Speech-Dereverberation

Dereverberation of Speech Signals Using Weighted Prediction Error

Problem Description

We aim at a statistical model-based dereverberation approach where we try to estimate the late reverberation in a speech signal captured by distant microphones without prior knowledge of the room impulse response, i.e., the transfer function between the speaker and the microphone.

Late reverberations are dense, unaffected by small variations in the arrival time of the speech signal to the microphone, unlike the early reverb parts which look sparse so that their frequency characteristics are greatly affected. We try to estimate the amount of past signal contained in the present signal using a technique called Delayed Linear Prediction(DLP).

Existing Solutions and Background

There have been quite a lot of approaches to this problem, like estimating the room transfer function using a microphone array and estimating the directions of arrival (DOA) and enhancing the signal component coming from source by controlling the directivity of microphone. The drawback is it requires a large number of microphones to obtain sufficient directivity gain.

The next idea was finding the inverse characteristics of reverberation(called inverse filtering). However, it does not work so well when the reverberation characteristics change, e.g., due to small positional differences of the speaker or the microphone.

Multichannel linear prediction: The source signal is assumed to be independent and identically distributed(iid). It can estimate the channels without any prior knowledge of the signals characteristics. The drawback of this approach is that speech signal is not an iid sequence and this method cannot thus be directly applied to speech signals.

Methodology

The method we have used is known as the weighted prediction error(WPE) which is an improvisation over the multichannel linear prediction mentioned earlier by dividing the speech signal into small time frames and resolving it in the frequency domain.

We cannot use Fourier Transformation right away due to the varying nature of frequency of speech signal with time. So we divide the signal into frames and apply FFT to it using STFT. To this we can then apply WPE to each frame which estimates the amount of past signal in the present (a Gaussian function with certain mean and variance is estimated) based on a prediction order. After this, we can subtract the estimation for a time frame and henceforth.

With DLP, the reverberation can be divided into two parts, viz, early and late reverb. It can be shown that DLP can suppress the late reverb effectively without significantly distorting the short time correlations of the speech, with the assumption that speech is stationary. With the use of time-varying speech characteristics with multichannel linear prediction, the reverbs have been reduced to a significant extent.

[Records from a data collection]
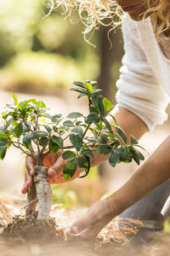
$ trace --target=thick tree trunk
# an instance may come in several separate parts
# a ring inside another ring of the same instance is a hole
[[[33,184],[27,193],[26,215],[31,214],[38,201],[37,219],[47,219],[52,206],[52,191],[48,179],[48,168],[43,166],[43,159],[37,158],[37,165],[35,166],[36,177]],[[34,201],[37,199],[37,201]],[[33,202],[31,202],[33,201]]]

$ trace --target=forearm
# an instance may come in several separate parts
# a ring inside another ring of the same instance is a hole
[[[108,197],[115,216],[122,212],[170,178],[170,137],[129,180]]]
[[[148,131],[146,125],[137,115],[125,108],[119,108],[116,111],[113,109],[110,114],[116,117],[118,125],[125,131],[128,142],[130,140],[131,134],[139,140]],[[110,116],[108,115],[107,119],[110,125],[115,125]],[[102,156],[94,152],[94,159],[91,166],[99,165],[108,158],[109,154]]]

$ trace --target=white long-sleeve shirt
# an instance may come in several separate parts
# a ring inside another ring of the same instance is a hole
[[[157,43],[150,18],[122,20],[125,55],[116,83],[116,101],[139,116],[152,131],[167,118],[170,102],[170,59]]]

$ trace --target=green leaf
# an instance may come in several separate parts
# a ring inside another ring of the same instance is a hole
[[[104,104],[105,113],[107,113],[113,107],[111,102],[110,102],[107,98],[103,99],[103,104]]]
[[[51,116],[51,120],[53,123],[59,123],[60,121],[60,115],[54,114]]]
[[[86,169],[88,166],[88,162],[86,157],[78,157],[78,166],[82,170]]]
[[[3,131],[2,130],[2,131]],[[5,137],[7,139],[8,138],[8,135],[6,133],[4,133],[4,132],[0,132],[0,138],[2,138],[2,137]]]
[[[6,146],[8,143],[8,140],[5,137],[0,138],[0,146]]]
[[[79,151],[82,146],[82,137],[78,133],[71,132],[69,137],[71,144],[75,147],[76,151]]]
[[[135,151],[132,151],[131,149],[130,149],[130,151],[132,153],[133,159],[135,160],[135,162],[137,163],[137,165],[139,166],[139,164],[140,164],[140,158],[139,158],[139,154]]]
[[[52,141],[55,143],[60,148],[63,148],[63,139],[61,137],[53,135],[51,137]]]
[[[112,115],[110,113],[109,113],[109,115],[113,119],[113,120],[115,121],[116,125],[118,126],[117,121],[116,121],[116,118],[114,117],[114,115]]]
[[[46,108],[46,104],[42,101],[40,101],[39,102],[39,107],[41,108]]]
[[[116,163],[118,163],[120,160],[120,154],[117,151],[111,149],[110,157],[109,157],[109,164],[115,167]]]
[[[108,136],[106,134],[101,134],[100,135],[100,137],[101,137],[101,142],[103,144],[106,144],[107,142],[108,142]]]
[[[99,123],[99,117],[97,115],[97,113],[91,113],[85,118],[85,122],[86,123],[94,123],[94,124]]]
[[[118,126],[116,127],[116,130],[118,135],[123,140],[123,142],[125,143],[127,143],[127,137],[126,137],[126,134],[124,133],[123,130],[121,127],[118,127]]]
[[[73,124],[73,122],[70,121],[70,120],[66,120],[63,123],[63,125],[66,126],[66,127],[75,127],[75,125]]]
[[[99,95],[99,111],[100,113],[103,114],[105,113],[105,108],[104,108],[104,104],[103,104],[103,96],[101,95]]]
[[[82,149],[81,151],[81,154],[89,156],[89,157],[94,157],[94,153],[93,153],[92,149],[90,149],[88,148]]]
[[[65,150],[62,154],[62,158],[64,160],[69,160],[76,156],[76,153],[71,150]]]
[[[92,96],[92,100],[93,100],[94,107],[99,110],[99,96],[94,95]]]
[[[63,169],[63,177],[65,179],[68,180],[73,177],[76,171],[78,162],[76,157],[67,162]]]
[[[86,89],[86,86],[84,85],[84,84],[83,83],[82,83],[82,82],[78,82],[78,81],[75,81],[74,83],[73,83],[73,84],[75,84],[75,85],[76,85],[76,86],[79,86],[79,87],[81,87],[81,88],[85,88]]]
[[[14,121],[14,117],[10,118],[10,119],[8,119],[8,121],[7,122],[7,124],[5,125],[5,129],[8,129],[8,126],[12,124],[12,122]]]
[[[49,142],[49,139],[48,137],[42,137],[39,140],[39,144],[41,146],[45,146],[48,143],[48,142]]]
[[[48,133],[52,131],[52,128],[49,125],[45,125],[44,127]]]
[[[58,144],[54,143],[52,140],[49,141],[49,151],[51,153],[56,153],[60,149]]]
[[[109,145],[100,145],[96,148],[96,152],[99,154],[107,154],[110,152],[111,148]]]
[[[80,93],[79,96],[77,96],[77,98],[80,99],[84,96],[87,96],[87,93]]]
[[[89,143],[102,143],[101,139],[97,136],[87,137],[85,137],[85,139]]]
[[[120,147],[116,150],[120,154],[120,160],[125,163],[129,163],[132,161],[132,158],[133,158],[132,152],[128,148]]]
[[[17,99],[17,96],[12,92],[12,96],[13,96],[13,99],[14,101],[14,104],[15,105],[18,105],[18,99]]]
[[[90,84],[94,87],[94,86],[95,86],[98,84],[98,82],[96,82],[96,81],[90,81]]]
[[[70,90],[74,90],[74,91],[77,91],[77,92],[80,92],[80,93],[83,93],[85,95],[88,95],[88,91],[86,90],[83,90],[83,89],[80,89],[80,88],[74,88],[74,87],[71,87],[70,89]]]
[[[81,137],[83,136],[83,130],[82,127],[79,127],[79,126],[73,128],[71,132],[78,133]]]
[[[105,118],[102,118],[101,119],[105,124],[105,127],[109,130],[109,131],[112,132],[111,126],[110,126],[110,123],[108,122],[108,120]]]
[[[0,146],[0,159],[3,160],[7,152],[7,146]]]
[[[144,160],[144,156],[136,148],[133,148],[133,147],[129,147],[128,148],[129,150],[131,151],[132,154],[133,154],[133,159],[135,160],[135,162],[139,165],[140,163],[140,160]]]
[[[138,144],[138,141],[133,137],[133,135],[131,135],[131,138],[130,138],[130,143],[131,144]]]
[[[91,93],[91,95],[99,95],[99,92],[101,91],[102,90],[101,89],[94,89],[93,90],[92,90],[92,93]]]
[[[19,123],[19,124],[15,126],[15,128],[14,128],[14,134],[15,134],[15,136],[16,136],[17,137],[20,137],[21,136],[21,134],[22,134],[22,132],[23,132],[23,124],[22,124],[22,122]]]
[[[79,112],[72,112],[67,115],[67,119],[77,119],[79,117],[83,117],[83,114]]]
[[[30,139],[37,139],[42,137],[48,136],[48,133],[44,131],[36,131],[29,135]]]
[[[23,132],[29,132],[30,131],[28,127],[31,126],[31,125],[30,124],[27,124],[27,125],[28,125],[28,126],[26,125],[23,124]]]
[[[26,107],[26,101],[20,102],[18,105],[18,108],[23,111]]]
[[[31,146],[31,139],[29,138],[29,134],[25,134],[25,136],[22,138],[22,143],[27,149],[30,148]]]

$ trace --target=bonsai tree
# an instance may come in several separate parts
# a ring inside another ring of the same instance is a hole
[[[144,160],[137,149],[140,146],[133,136],[127,143],[124,131],[109,113],[113,105],[99,94],[100,90],[94,88],[96,82],[87,80],[74,84],[71,90],[78,92],[78,98],[88,99],[89,113],[86,116],[78,112],[69,113],[66,119],[60,113],[51,115],[42,101],[30,99],[19,102],[14,93],[14,103],[6,104],[2,113],[5,124],[0,127],[0,159],[3,160],[7,149],[13,145],[37,161],[36,177],[27,195],[26,214],[31,214],[38,202],[37,219],[47,219],[52,205],[48,168],[43,166],[43,158],[49,153],[63,151],[62,157],[67,160],[63,170],[65,179],[74,175],[77,166],[85,171],[86,176],[90,167],[89,158],[94,157],[94,151],[102,155],[109,154],[112,167],[132,160],[139,165]],[[114,119],[115,126],[107,121],[108,114]],[[87,135],[88,131],[90,136]],[[67,138],[69,145],[65,145]]]

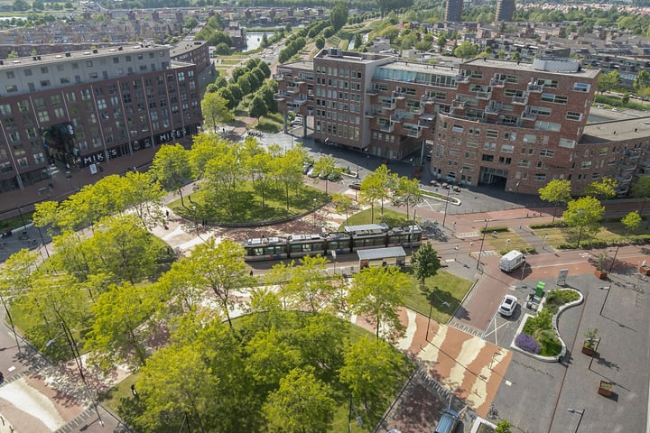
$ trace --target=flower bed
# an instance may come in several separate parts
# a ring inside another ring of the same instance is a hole
[[[572,289],[555,289],[543,299],[534,316],[525,318],[513,347],[543,361],[556,361],[566,350],[557,330],[557,317],[567,308],[582,302],[582,295]]]

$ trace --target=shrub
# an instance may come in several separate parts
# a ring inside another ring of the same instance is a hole
[[[537,344],[535,339],[528,334],[525,334],[523,332],[519,334],[516,338],[515,338],[515,344],[520,349],[530,352],[531,354],[537,355],[540,352],[539,345]]]

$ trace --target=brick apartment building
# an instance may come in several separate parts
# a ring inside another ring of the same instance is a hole
[[[313,116],[317,141],[385,159],[431,149],[443,181],[536,194],[566,179],[579,193],[608,176],[625,194],[650,174],[650,128],[587,125],[599,73],[563,58],[424,65],[326,49],[279,66],[275,98],[281,111]]]
[[[199,72],[144,43],[0,60],[0,192],[197,133]]]

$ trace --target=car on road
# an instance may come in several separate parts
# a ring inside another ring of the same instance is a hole
[[[501,305],[499,305],[498,312],[502,316],[507,316],[508,318],[513,315],[515,309],[516,309],[517,299],[516,296],[506,295],[504,296]]]

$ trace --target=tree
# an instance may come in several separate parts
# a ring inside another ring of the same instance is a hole
[[[562,214],[562,218],[570,227],[580,227],[577,248],[580,248],[583,231],[598,233],[603,212],[605,207],[600,206],[600,201],[590,196],[581,197],[567,204],[567,210]]]
[[[623,223],[623,226],[627,229],[627,234],[636,231],[639,226],[641,226],[641,221],[643,221],[643,218],[639,215],[638,210],[630,212],[621,219],[621,223]]]
[[[176,189],[181,196],[181,205],[185,207],[182,186],[191,176],[188,152],[181,144],[163,144],[153,157],[149,170],[162,188]]]
[[[271,432],[331,431],[335,401],[329,385],[310,371],[294,368],[271,392],[263,411]]]
[[[228,101],[217,92],[206,93],[201,100],[205,125],[212,128],[215,133],[219,124],[228,124],[235,118],[228,105]]]
[[[636,78],[635,79],[635,90],[641,91],[648,86],[650,86],[650,72],[645,69],[641,69],[639,73],[636,74]]]
[[[318,177],[325,178],[325,194],[328,193],[329,189],[330,175],[334,172],[335,169],[336,161],[330,155],[322,155],[314,162],[313,173]]]
[[[399,380],[395,370],[404,365],[400,353],[388,343],[369,336],[348,344],[343,360],[340,382],[349,388],[355,399],[364,402],[366,408],[372,408],[381,401],[381,397]]]
[[[93,304],[85,348],[104,371],[124,363],[144,365],[149,330],[144,324],[153,312],[145,293],[145,286],[113,285]]]
[[[599,181],[591,182],[582,191],[583,196],[591,196],[599,200],[607,200],[616,197],[618,182],[614,178],[602,178]]]
[[[411,265],[413,268],[415,278],[420,280],[420,284],[423,286],[424,281],[437,274],[441,268],[438,252],[428,242],[422,244],[411,255]]]
[[[551,224],[555,222],[555,213],[558,205],[566,203],[571,200],[571,180],[565,179],[554,179],[551,180],[545,187],[540,188],[537,192],[540,198],[554,205],[553,219]]]
[[[352,206],[352,198],[345,194],[334,194],[334,196],[332,196],[332,203],[334,203],[334,208],[337,212],[346,213],[346,224],[348,224],[348,212]]]
[[[460,59],[471,59],[476,57],[478,52],[478,46],[469,41],[463,41],[460,45],[454,50],[454,56]]]
[[[268,113],[268,107],[266,106],[264,98],[259,95],[255,95],[253,97],[248,111],[251,117],[258,119],[263,115],[266,115]]]
[[[401,335],[404,326],[397,309],[404,305],[408,277],[396,266],[365,268],[357,273],[348,292],[348,302],[355,314],[375,322],[375,334],[384,328],[387,336]]]
[[[393,191],[393,206],[406,205],[406,216],[409,216],[409,207],[417,206],[424,200],[420,189],[420,181],[402,176],[397,180],[397,187]]]
[[[334,32],[339,32],[348,21],[348,6],[340,2],[334,5],[330,12],[330,21]]]
[[[371,206],[371,221],[375,222],[375,203],[381,201],[381,212],[384,215],[384,200],[390,195],[395,176],[391,176],[388,167],[382,164],[366,176],[361,181],[361,198]]]
[[[236,302],[232,292],[253,285],[244,254],[244,248],[234,241],[223,239],[216,244],[214,238],[210,238],[198,244],[189,260],[195,276],[194,283],[210,289],[217,295],[221,314],[231,328],[230,309]]]
[[[306,255],[293,269],[287,291],[298,308],[315,313],[326,308],[335,293],[333,281],[327,273],[327,257]]]
[[[645,198],[650,196],[650,176],[644,176],[632,185],[632,196]]]

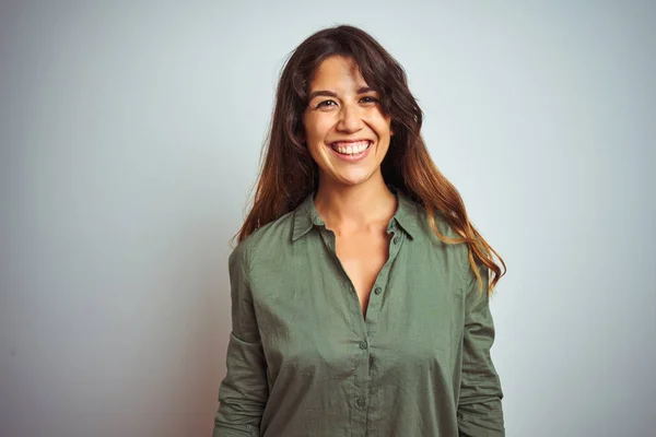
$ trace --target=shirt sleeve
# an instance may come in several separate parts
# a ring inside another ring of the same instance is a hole
[[[483,282],[483,290],[479,292],[473,270],[467,257],[465,259],[462,285],[467,296],[458,399],[458,436],[503,437],[503,392],[490,356],[490,349],[494,342],[494,323],[487,293],[489,270],[487,265],[477,263]]]
[[[219,388],[219,409],[212,437],[259,436],[269,386],[244,243],[237,245],[230,255],[229,272],[232,332],[226,353],[226,375]]]

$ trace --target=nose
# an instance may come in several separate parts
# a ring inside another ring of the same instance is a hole
[[[362,108],[358,104],[344,104],[339,111],[336,129],[342,132],[358,132],[363,127]]]

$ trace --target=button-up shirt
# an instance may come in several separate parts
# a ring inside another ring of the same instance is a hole
[[[232,251],[214,437],[504,436],[487,288],[467,246],[440,240],[425,210],[394,192],[366,316],[314,193]],[[458,237],[440,214],[436,225]]]

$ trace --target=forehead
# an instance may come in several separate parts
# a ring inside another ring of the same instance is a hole
[[[315,70],[309,88],[320,90],[326,87],[333,88],[351,88],[366,86],[360,67],[352,58],[342,56],[331,56],[324,61]]]

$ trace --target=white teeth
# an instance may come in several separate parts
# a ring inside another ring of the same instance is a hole
[[[364,152],[370,145],[368,141],[358,141],[355,143],[332,143],[332,149],[343,155],[356,155]]]

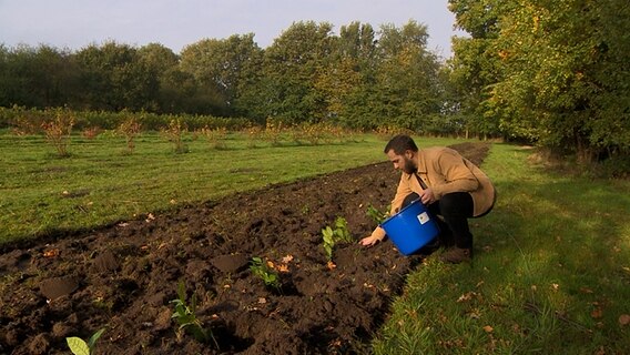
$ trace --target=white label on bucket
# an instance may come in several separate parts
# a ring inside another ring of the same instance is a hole
[[[420,222],[420,224],[425,224],[429,221],[429,215],[426,212],[423,212],[420,214],[418,214],[418,221]]]

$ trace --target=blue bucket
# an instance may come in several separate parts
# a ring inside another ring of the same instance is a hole
[[[439,233],[437,223],[420,200],[411,202],[385,220],[380,226],[405,255],[425,246]]]

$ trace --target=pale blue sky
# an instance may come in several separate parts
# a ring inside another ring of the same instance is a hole
[[[335,33],[353,21],[378,29],[415,20],[443,57],[450,57],[455,33],[447,0],[0,0],[0,43],[78,50],[109,40],[159,42],[179,53],[202,39],[252,32],[266,48],[293,22],[308,20],[331,22]]]

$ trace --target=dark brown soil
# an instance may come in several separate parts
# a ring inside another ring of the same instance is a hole
[[[480,163],[487,144],[454,146]],[[421,255],[386,241],[336,245],[328,267],[322,229],[346,219],[358,241],[384,210],[398,173],[388,162],[332,173],[141,220],[0,256],[0,354],[68,354],[65,337],[106,327],[96,354],[366,353],[392,297]],[[274,263],[267,287],[252,257]],[[177,284],[197,298],[214,341],[177,333]]]

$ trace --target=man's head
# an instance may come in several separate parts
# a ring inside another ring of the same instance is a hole
[[[416,160],[414,159],[418,153],[418,146],[410,136],[405,134],[394,136],[385,145],[384,153],[387,154],[387,158],[394,164],[394,169],[402,170],[407,174],[418,171]]]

§ **Written instruction 1**:
Quote the speech dereverberation text from "We cannot use" up to and including "a significant extent.".
§ **Written instruction 2**:
Write what comes next in the speech dereverberation text, picking up after its final sentence.

§ **Exercise result 1**:
We cannot use Fourier Transformation right away due to the varying nature of frequency of speech signal with time. So we divide the signal into frames and apply FFT to it using STFT. To this we can then apply WPE to each frame which estimates the amount of past signal in the present (a Gaussian function with certain mean and variance is estimated) based on a prediction order. After this, we can subtract the estimation for a time frame and henceforth.

With DLP, the reverberation can be divided into two parts, viz, early and late reverb. It can be shown that DLP can suppress the late reverb effectively without significantly distorting the short time correlations of the speech, with the assumption that speech is stationary. With the use of time-varying speech characteristics with multichannel linear prediction, the reverbs have been reduced to a significant extent.

§ **Exercise result 2**:
Results

We have recorded voice samples on our phones(non-reverberant), added reverb to them using a software known ‘Audacity’, fed this reverberant signal through the algorithm and evaluated the reverb-free reconstructed signal for similarity with the original reverb-free signal. We are finding mean absolute error( (1/m) * ( | original_signal[i] - reconstructed_signal[i] | ) for all i in m) at each discrete point and finding the percentage error.

We see that there is around 65-80 % accuracy in the results.

The signal plotted in the top part of the image is the original signal containing reverb and the signal below that is the one with the reverb removed. It is a frequency(kHz) vs time(sec) graph

Analysis and Discussion

We saw that the late reverbs were removed to a good extent when the number of input channels was at least three. We had recorded samples on our phones with 2 input channels only, which is why the reverb was not removed to a great extent.

For speech signals with atleast 3 input channels, the outputs were much better.

We also observed that setting the prediction order according to the RTF of the room brought great changes even when the number of input channels was low. This is something we hadn’t observed previously.

The prediction order was entered manually. It is the number of past time-frames on which the present frame depends, and this parameter is dependent on how long the late reverbs are. This is a problem that could not be fixed owing to analysing the signal first for a good prediction order and then analysing it again.

Requirements

Python 3.x
Numpy
soundfile
matplotlib (Optional)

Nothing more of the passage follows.